→ Input records
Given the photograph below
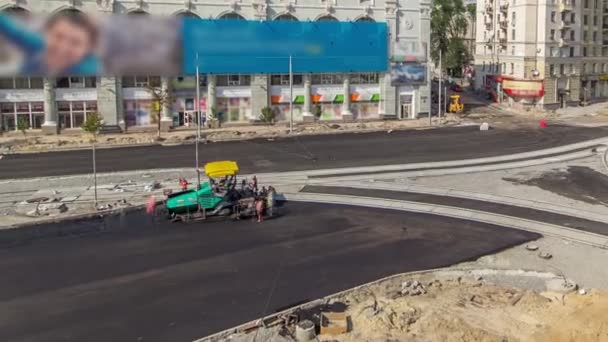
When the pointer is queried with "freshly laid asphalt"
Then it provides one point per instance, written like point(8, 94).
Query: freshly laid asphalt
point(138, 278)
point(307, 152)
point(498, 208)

--

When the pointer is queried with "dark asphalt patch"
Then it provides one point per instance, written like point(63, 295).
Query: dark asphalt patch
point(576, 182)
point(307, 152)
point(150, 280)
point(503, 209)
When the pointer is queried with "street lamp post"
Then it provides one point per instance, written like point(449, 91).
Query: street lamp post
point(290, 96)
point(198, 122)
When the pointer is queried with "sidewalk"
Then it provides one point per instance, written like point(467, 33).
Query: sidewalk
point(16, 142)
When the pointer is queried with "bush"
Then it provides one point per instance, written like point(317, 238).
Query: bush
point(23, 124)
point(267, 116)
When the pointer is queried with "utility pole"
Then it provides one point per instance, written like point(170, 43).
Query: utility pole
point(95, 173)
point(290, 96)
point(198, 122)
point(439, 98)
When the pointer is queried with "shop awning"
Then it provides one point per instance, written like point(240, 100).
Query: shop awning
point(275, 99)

==

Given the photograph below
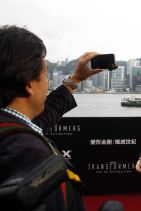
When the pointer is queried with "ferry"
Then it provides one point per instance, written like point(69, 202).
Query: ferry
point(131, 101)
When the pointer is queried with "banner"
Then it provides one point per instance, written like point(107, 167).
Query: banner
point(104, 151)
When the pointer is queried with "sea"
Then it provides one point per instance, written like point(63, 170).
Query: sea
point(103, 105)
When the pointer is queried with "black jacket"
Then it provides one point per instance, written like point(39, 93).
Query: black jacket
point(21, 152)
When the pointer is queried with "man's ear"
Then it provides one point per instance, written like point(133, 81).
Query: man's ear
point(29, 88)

→ Prompt
Which lines of the listing above contain the string "laid"? Report each of them in full, with case counting in the match.

→ The output
When the pointer is queried with "freshly laid asphalt"
Query: freshly laid asphalt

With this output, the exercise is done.